Task instructions => Each record below is to be reproduced without any change.

Provided entries =>
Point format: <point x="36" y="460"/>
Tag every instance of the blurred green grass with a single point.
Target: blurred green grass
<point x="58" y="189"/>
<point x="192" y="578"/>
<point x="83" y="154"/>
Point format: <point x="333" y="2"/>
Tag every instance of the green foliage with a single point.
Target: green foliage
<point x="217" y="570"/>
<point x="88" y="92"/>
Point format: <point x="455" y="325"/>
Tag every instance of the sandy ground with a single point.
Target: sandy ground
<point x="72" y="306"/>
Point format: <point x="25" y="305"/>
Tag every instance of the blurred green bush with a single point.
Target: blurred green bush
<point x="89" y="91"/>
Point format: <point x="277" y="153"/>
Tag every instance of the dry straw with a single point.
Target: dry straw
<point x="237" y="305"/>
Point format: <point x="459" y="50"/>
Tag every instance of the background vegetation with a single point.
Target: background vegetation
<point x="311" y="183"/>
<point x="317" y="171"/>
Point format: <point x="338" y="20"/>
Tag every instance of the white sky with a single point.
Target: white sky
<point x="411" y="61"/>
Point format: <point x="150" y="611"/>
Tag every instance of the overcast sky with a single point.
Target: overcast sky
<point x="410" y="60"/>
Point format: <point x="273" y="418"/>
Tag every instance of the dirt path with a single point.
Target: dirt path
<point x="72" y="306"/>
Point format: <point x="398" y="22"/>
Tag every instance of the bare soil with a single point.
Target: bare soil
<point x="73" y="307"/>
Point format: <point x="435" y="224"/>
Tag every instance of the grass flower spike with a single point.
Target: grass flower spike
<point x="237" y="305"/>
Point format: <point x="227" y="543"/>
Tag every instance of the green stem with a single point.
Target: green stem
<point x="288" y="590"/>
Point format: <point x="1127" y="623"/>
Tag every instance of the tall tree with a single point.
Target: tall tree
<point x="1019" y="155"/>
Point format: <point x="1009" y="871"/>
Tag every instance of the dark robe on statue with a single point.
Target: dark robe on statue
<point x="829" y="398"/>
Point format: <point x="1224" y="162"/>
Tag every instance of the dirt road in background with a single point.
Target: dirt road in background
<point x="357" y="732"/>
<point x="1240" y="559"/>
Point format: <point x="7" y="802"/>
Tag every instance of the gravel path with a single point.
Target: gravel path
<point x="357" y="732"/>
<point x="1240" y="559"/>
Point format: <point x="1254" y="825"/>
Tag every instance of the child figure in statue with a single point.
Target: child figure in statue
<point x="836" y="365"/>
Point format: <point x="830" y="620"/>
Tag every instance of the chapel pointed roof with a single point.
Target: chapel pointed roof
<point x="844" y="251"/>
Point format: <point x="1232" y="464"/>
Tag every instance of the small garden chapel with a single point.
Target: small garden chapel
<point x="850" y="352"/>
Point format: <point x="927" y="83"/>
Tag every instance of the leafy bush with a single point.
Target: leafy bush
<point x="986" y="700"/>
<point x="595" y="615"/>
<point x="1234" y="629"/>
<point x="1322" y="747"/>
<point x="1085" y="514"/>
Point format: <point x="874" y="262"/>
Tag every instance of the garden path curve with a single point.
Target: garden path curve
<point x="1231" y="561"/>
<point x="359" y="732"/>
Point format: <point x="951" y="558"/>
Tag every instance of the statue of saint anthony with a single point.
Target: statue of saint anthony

Solution for this task =>
Point format: <point x="36" y="460"/>
Tag every instance of the blurred green grass with a single point.
Target: blurred green grass
<point x="58" y="189"/>
<point x="192" y="578"/>
<point x="83" y="154"/>
Point format: <point x="333" y="2"/>
Tag every instance of the green foliage with a single point.
Target: green foliage
<point x="217" y="570"/>
<point x="88" y="92"/>
Point format: <point x="455" y="325"/>
Tag every instance of the sandy ground with a single point.
Target: sandy ground
<point x="72" y="306"/>
Point format: <point x="25" y="305"/>
Tag every instance of the blurred green bush with a single point.
Target: blurred green bush
<point x="89" y="91"/>
Point format: <point x="277" y="153"/>
Tag every instance of the dry straw with a single point.
Target: dry straw
<point x="237" y="305"/>
Point format: <point x="459" y="50"/>
Tag every instance of the background vegetation with a single point.
Target: background vegetation
<point x="311" y="183"/>
<point x="317" y="171"/>
Point format: <point x="338" y="20"/>
Tag every instance of the white sky with a single point.
Target: white sky
<point x="411" y="61"/>
Point format: <point x="150" y="611"/>
Tag every instance of the overcast sky with a single point.
Target: overcast sky
<point x="410" y="60"/>
Point format: <point x="273" y="418"/>
Tag every instance of the dirt path with a single point.
Target: dirt path
<point x="72" y="306"/>
Point format: <point x="398" y="22"/>
Tag every instance of the bare soil with a single point.
Target: bare soil
<point x="73" y="307"/>
Point format: <point x="435" y="224"/>
Tag every instance of the grass flower spike with a single point.
Target: grass flower spike
<point x="237" y="305"/>
Point format: <point x="227" y="543"/>
Tag every instance of the green stem with a single point.
Target: green stem
<point x="288" y="590"/>
Point format: <point x="1127" y="623"/>
Tag every instance of the tall tree with a single point.
Target: tall tree
<point x="1019" y="155"/>
Point format: <point x="1009" y="871"/>
Tag every instance of the dark robe on statue with a single point.
Target: dark robe on statue
<point x="829" y="398"/>
Point format: <point x="1224" y="162"/>
Tag every instance of the dirt road in background with a single point.
Target: dirt road in background
<point x="357" y="732"/>
<point x="1240" y="559"/>
Point format: <point x="7" y="802"/>
Tag every instance of the gravel path with a single point.
Target: gravel path
<point x="357" y="732"/>
<point x="1240" y="559"/>
Point format: <point x="1254" y="825"/>
Tag every instance of the child figure in statue with a single point.
Target: child figure in statue
<point x="836" y="365"/>
Point format: <point x="830" y="620"/>
Tag every instance of the chapel pointed roof with a single point.
Target: chapel pointed roof
<point x="844" y="251"/>
Point format: <point x="1232" y="464"/>
Tag every instance of the small garden chapel with a single point.
Target: small garden chapel
<point x="850" y="352"/>
Point format: <point x="927" y="83"/>
Tag every instance of the leafy bush with a single point.
Target: leafy bush
<point x="986" y="700"/>
<point x="595" y="615"/>
<point x="1234" y="629"/>
<point x="1322" y="747"/>
<point x="1085" y="514"/>
Point format: <point x="874" y="262"/>
Tag every instance of the garden path curve with a single point.
Target: garden path curve
<point x="1231" y="561"/>
<point x="359" y="732"/>
Point format: <point x="951" y="558"/>
Tag every instance of the statue of saint anthony with a single point.
Target: statue of saint anthony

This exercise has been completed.